Text segment:
§

The Secretariat of the United Nations Framework Convention on Climate Change announced on Thursday that Egypt has been chosen as a representative of Africa to host the twenty-seventh session of the Conference of the Parties to the Convention COP27, which is expected to be held in November 2022 in Sharm El-Sheikh.
On September 20, Egypt’s President Abdel Fattah Al-Sisi expressed his country’s interest in hosting the COP27 summit on behalf of the African continent, a desire that met with international support, especially from the United States, the European Union, and the United Kingdom, the host country in the current COP26 session.
The Conference of the Parties to the United Nations Framework Convention on Climate Change is considered the largest and most important international environmental event in the world every year. The delegations of member states to the Convention, the Kyoto Protocol and the Paris Climate Agreement meet to discuss, consult and negotiate controversial issues within the framework of the implementation of international agreements related to climate change.
The conference meets once a year and the main task of the COP is to review the national communications and emissions monitoring lists submitted by parties. Based on this information, the COP shall assess the effects of the measures taken by the parties and the progress made in achieving the ultimate objective of the convention.

§

Recorded information:

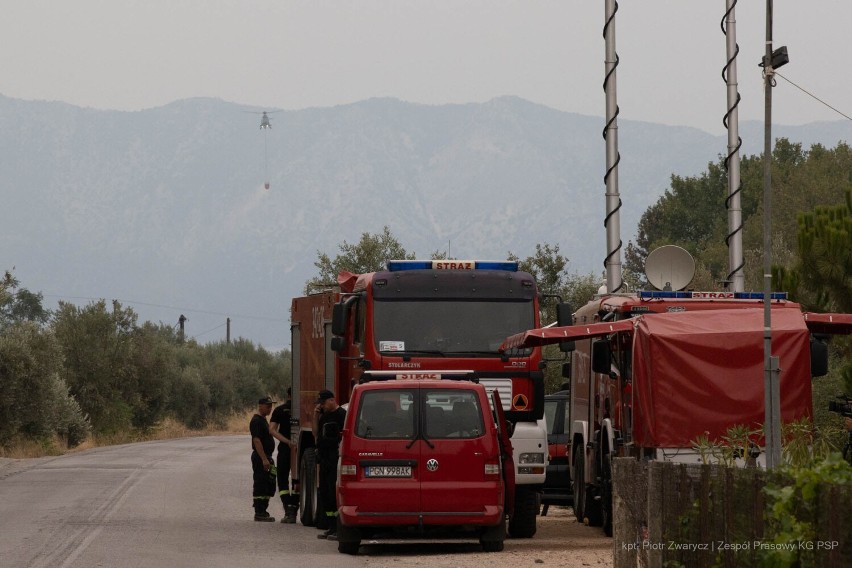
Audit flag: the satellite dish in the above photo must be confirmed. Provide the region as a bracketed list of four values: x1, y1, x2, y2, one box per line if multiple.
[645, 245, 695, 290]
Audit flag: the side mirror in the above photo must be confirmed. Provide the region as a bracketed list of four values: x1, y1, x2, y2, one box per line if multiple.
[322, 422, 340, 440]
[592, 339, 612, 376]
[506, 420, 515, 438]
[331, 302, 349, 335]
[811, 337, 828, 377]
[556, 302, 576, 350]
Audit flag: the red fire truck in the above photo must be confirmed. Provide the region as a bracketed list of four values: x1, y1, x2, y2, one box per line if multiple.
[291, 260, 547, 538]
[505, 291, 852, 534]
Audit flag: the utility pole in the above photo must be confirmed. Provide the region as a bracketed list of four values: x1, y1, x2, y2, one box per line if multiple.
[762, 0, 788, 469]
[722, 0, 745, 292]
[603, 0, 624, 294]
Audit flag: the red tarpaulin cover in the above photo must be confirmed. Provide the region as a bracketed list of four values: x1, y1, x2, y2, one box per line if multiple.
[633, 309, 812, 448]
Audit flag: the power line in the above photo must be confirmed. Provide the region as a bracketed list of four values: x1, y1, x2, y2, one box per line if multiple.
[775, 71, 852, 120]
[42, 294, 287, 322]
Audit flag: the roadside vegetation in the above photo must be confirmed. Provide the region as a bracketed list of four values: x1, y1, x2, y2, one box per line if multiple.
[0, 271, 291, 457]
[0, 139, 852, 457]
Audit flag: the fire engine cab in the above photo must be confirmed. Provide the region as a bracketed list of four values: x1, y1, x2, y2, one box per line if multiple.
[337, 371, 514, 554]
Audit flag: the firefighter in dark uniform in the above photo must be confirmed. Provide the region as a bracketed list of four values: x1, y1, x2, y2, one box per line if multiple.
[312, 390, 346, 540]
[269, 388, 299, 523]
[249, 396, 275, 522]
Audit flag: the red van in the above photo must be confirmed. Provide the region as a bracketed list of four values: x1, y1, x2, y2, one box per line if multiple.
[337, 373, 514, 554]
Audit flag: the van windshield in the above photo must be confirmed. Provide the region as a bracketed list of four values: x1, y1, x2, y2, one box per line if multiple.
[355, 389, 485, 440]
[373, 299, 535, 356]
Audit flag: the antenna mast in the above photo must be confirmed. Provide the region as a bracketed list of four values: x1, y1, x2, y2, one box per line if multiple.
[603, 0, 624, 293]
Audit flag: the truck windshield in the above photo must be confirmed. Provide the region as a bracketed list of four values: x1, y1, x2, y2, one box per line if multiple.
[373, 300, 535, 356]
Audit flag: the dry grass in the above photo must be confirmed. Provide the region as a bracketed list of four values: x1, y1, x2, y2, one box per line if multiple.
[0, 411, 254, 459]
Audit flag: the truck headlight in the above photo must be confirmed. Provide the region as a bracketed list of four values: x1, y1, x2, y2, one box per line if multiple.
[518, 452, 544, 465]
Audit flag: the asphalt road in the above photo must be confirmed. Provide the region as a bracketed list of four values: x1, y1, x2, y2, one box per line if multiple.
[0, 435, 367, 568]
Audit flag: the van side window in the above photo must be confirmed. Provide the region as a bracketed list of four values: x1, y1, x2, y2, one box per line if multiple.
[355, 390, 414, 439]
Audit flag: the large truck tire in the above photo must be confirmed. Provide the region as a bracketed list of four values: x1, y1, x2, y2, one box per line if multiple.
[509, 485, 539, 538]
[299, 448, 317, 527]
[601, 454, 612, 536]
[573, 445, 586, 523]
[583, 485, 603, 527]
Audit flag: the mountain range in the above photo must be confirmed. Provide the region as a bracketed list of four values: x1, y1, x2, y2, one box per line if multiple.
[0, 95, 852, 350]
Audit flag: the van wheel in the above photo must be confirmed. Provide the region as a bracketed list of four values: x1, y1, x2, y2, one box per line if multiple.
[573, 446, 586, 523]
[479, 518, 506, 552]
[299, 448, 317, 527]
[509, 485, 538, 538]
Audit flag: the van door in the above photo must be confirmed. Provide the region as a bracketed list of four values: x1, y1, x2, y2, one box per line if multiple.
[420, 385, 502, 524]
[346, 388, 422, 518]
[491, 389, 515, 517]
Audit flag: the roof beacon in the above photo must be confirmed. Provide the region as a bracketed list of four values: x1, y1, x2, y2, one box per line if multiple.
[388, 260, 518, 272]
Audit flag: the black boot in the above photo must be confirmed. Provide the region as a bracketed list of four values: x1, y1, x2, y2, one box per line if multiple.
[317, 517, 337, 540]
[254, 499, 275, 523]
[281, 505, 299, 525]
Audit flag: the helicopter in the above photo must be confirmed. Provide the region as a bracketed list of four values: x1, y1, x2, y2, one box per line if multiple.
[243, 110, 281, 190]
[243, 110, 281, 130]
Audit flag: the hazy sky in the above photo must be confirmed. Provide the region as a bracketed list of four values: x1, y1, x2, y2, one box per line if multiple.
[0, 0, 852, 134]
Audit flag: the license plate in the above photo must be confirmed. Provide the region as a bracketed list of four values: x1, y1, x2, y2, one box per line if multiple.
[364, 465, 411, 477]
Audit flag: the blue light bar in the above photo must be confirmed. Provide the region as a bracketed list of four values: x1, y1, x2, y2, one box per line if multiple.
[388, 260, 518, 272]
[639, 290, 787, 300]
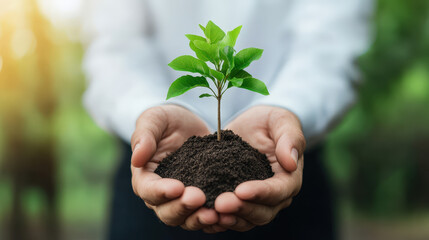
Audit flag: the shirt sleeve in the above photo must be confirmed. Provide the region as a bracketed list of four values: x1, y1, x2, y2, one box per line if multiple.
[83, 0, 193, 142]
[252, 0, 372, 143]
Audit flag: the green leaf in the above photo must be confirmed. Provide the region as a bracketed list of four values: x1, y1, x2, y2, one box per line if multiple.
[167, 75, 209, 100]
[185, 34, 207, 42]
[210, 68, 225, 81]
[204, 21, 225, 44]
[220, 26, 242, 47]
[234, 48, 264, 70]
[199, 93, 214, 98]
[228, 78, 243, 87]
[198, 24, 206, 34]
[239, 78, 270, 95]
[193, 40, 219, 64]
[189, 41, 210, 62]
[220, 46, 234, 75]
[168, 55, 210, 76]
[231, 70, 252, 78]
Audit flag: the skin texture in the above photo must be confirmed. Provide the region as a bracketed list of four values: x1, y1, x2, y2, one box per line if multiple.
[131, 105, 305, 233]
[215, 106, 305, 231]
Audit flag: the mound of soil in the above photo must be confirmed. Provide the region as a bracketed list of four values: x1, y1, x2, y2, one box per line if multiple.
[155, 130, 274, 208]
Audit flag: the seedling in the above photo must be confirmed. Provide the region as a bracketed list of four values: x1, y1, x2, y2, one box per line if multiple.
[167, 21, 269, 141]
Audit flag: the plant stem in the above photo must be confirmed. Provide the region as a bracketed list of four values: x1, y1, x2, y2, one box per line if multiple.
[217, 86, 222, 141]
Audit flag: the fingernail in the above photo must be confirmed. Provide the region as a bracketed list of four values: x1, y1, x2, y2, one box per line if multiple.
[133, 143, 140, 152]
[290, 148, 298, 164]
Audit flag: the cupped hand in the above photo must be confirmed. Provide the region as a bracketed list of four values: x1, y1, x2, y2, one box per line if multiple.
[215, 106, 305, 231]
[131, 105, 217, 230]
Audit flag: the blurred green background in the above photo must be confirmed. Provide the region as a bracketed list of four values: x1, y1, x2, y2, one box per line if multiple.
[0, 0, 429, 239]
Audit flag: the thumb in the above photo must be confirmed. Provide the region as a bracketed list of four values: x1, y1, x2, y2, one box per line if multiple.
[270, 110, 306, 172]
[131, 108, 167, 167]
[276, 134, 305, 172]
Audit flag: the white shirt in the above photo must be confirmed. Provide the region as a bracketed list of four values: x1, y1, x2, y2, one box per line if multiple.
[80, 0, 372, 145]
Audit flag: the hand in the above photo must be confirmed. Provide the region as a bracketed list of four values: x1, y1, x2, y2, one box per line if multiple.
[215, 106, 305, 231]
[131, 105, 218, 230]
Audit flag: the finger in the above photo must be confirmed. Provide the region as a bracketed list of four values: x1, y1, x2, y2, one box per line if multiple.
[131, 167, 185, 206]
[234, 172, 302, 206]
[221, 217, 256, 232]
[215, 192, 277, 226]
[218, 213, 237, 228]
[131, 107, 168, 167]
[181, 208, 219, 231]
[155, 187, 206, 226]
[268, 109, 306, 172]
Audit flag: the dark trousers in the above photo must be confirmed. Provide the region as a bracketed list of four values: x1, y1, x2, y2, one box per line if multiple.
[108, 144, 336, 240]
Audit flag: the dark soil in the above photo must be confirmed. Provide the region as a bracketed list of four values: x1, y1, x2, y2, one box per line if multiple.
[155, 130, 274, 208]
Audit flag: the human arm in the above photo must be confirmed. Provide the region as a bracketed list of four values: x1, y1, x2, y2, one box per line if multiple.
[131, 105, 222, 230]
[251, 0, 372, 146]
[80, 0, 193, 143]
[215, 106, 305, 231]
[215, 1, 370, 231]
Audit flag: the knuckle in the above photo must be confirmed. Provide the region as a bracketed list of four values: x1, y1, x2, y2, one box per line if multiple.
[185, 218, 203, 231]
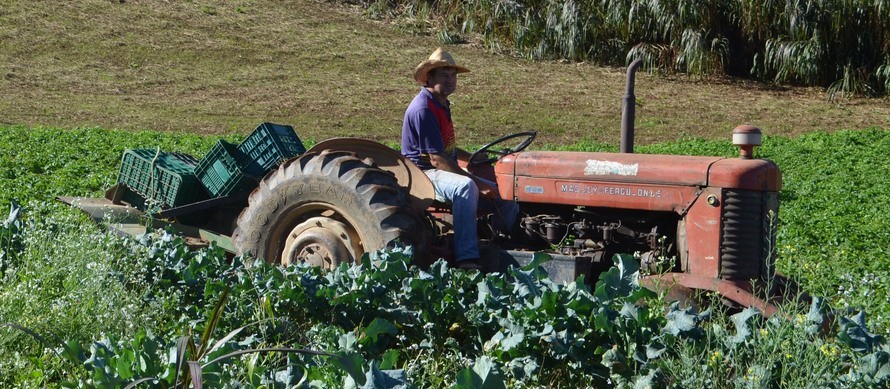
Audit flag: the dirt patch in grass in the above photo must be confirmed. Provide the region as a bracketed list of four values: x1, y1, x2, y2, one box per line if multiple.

§

Aim A:
In the COP27 announcement, where and when is the summit expected to be held?
Aim B:
Using the COP27 announcement, explain what the conference does with the national communications and emissions monitoring lists it reviews.
Aim C:
Summarize the COP27 announcement in two sentences.
The entries aren't needed for any of this.

Correct answer A:
In Sharm El-Sheikh, in November 2022.

Correct answer B:
Reviewing the national communications and emissions monitoring lists submitted by the parties is the COP's main task. Based on this information, the COP assesses the effects of the measures the parties have taken and the progress made toward the convention's ultimate objective.

Correct answer C:
The UN climate convention's Secretariat announced that Egypt, representing Africa, will host COP27 in Sharm El-Sheikh in November 2022, after President Abdel Fattah Al-Sisi's bid won support from the United States, the European Union, and the United Kingdom. The yearly Conference of the Parties is described as the world's largest and most important environmental event, where member delegations negotiate climate issues and the COP reviews the parties' reports to assess their progress toward the convention's goal.